Records for this task:
=== Begin Enclosure ===
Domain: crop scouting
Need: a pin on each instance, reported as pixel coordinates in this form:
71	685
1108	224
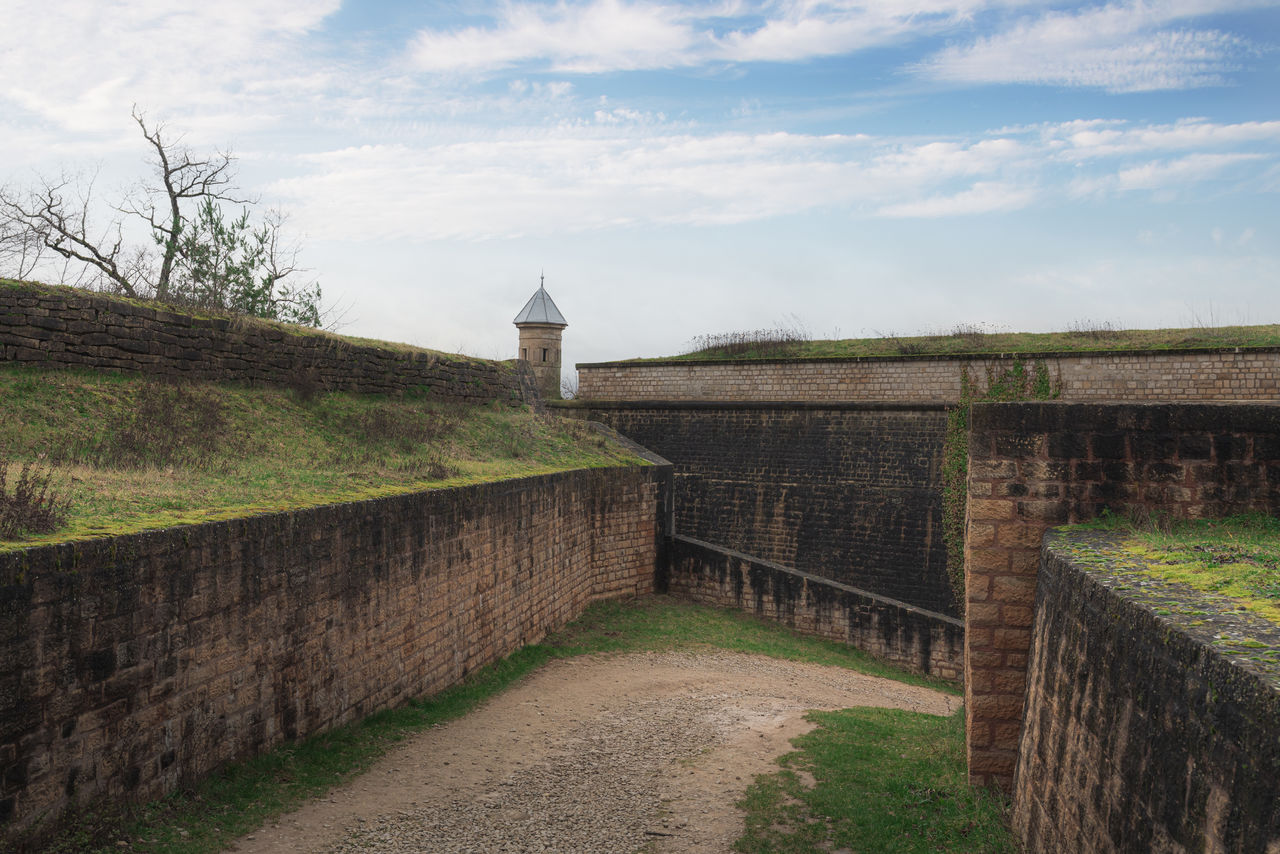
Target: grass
967	338
882	780
136	453
243	797
1235	557
238	320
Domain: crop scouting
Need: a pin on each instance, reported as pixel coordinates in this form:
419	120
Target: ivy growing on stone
1018	380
=== End Enclosure ===
The pictures stay out; please reproduce everything else in the entries exactly.

Domain: crop scouting
Need: a pin on each instance, reported as pixel coordinates in this form:
71	685
1108	224
Target: grass
967	338
882	780
136	453
243	797
1235	557
238	320
Domain: crop scouting
Need: a pin on each instance, reported as pixel coordinates in this form:
419	120
Target: ivy growing on stone
1018	380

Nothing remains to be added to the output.